**Stated problem 1**
Select each line of the listing below that contains the string "blue", and copy those lines out.

Editor’s Note: This is a guest post by Nena Couch and Wes Boomgaarden.

The Ohio State University Libraries’ Strategic Plan clearly articulates the intent of the Libraries to “increase the scale and scope of distinctive and digital collections and enhance access to and usage of these materials to support research and anytime, anywhere learning.” [Strategic Focus Area 4] It accomplishes this through its supporting initiative (4.3) to “build OSU programs and projects that digitize and make accessible high value high impact works in library collections.”

OSU faculty meeting minutes from 1875, from the OSU Archives

OSU faculty meeting minutes from 1875, from the OSU Archives

The focus and initiative are administratively located in the Libraries primarily within the purview of the Associate Director for Collections, Technical Services and Scholarly Communication.   In that structure, the Collections Reformatting Review Sub-Committee (CRRS-C) of the Collection Development and Management Committee is charged “to review and set priorities for the generation of digital content in the Libraries where analog content is being digitized.”   The CRRS-C develops and maintains a regularized process for calling for and reviewing proposals within the Libraries.   As project proposals are vetted and approved, the many tasks involved with digitization and delivery of content are handed to the Digital Reformatting Working Group (DRWG) for implementation.

(Records from a data-gathering effort)
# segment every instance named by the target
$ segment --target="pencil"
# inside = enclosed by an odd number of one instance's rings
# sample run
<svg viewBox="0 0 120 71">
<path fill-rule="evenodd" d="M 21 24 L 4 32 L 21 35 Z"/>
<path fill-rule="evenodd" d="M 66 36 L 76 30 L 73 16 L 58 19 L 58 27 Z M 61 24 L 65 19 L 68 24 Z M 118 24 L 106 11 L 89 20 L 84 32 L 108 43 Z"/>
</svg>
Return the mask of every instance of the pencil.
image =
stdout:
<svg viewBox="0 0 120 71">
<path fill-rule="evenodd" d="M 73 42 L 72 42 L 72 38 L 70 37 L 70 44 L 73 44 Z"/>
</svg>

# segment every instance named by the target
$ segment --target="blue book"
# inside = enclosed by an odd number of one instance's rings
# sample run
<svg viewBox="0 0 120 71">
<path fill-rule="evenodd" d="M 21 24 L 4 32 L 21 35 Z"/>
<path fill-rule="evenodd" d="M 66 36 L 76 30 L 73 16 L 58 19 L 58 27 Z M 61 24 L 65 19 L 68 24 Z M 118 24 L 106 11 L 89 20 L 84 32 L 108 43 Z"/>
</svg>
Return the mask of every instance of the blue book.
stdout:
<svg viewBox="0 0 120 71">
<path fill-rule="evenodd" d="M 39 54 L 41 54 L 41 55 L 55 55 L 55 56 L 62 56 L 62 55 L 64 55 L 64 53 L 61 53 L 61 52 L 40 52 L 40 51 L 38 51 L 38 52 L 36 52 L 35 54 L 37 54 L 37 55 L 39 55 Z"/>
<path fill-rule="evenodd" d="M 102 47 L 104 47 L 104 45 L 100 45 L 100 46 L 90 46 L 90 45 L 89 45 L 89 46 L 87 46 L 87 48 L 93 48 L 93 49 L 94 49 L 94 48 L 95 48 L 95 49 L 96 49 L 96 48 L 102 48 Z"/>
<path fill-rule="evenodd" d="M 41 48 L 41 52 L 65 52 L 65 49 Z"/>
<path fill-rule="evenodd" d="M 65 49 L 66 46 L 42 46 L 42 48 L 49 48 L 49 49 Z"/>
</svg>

**Stated problem 2**
Go on with the post about digitization planning at the Ohio State University Libraries, picking up after its final sentence above.

**Response 1**
$ segment --target="blue book"
Return the mask of every instance of the blue book.

**Response 2**
Thus, in brief, CRRS-C covers the “what” and the DRWG handles the “how” of digital reformatting projects and delivery in the Libraries.

This review-and-implementation structure was initiated in early 2012 and at this writing has nearly 18 months of experience with the processes.   The following is a summary of the first year’s selected projects, many of which have been digitized either internally or through out-sourcing and are in the final stage of being made accessible, and some of which are in process (digitization and access):

  • The Makio, 1880-2011, Ohio State’s student yearbook (University Archives).  The 50,000-page effort can be found at https://news.arcasearch.com/usohosy/
  • Actress scrapbooks (1881-1903) of the Lawrence & Lee Theatre Research Institute.
  • Selection from the Toyo Suyemoto Collection, from Rare Books & Manuscripts.
  • Selected analog reel-to-reel music recordings from the McGinnis Collection (Music & Dance).
  • The Rubin Collection of Kliegl Lantern Slides (Theatre Research Institute).
  • Will Eisner lateral-cut disk spoken-word recordings, and the ASKC and Canemaker cartoon history interview audiotapes (Billy Ireland Cartoon Library & Museum).
  • The Capital, a 19th-century Washington, DC newspaper (Rare Books & Manuscripts).
  • The University’s first faculty meeting minutes (1873-1901) (University Archives) .
  • Three (3) selected early modern dramatic texts from the Stanley J. Kahrl Collection of Renaissance and Restoration Drama (Rare Books & Manuscripts).
  • Samuel Beckett manuscripts (Rare Books & Manuscripts).
  • Bebe Miller master videotapes conversion for preservation and access (Theatre Research Institute).
  • Jessica Mitford videotapes conversion for preservation and local access (Rare Books & Manuscripts).
  • Mid-19th-century naval manuscript materials (Japanese Studies and Rare Books & Manuscripts).

The Collections Reformatting Review Sub-Committee has recently completed its spring 2013 round of proposal reviews and has sent its recommendations forward.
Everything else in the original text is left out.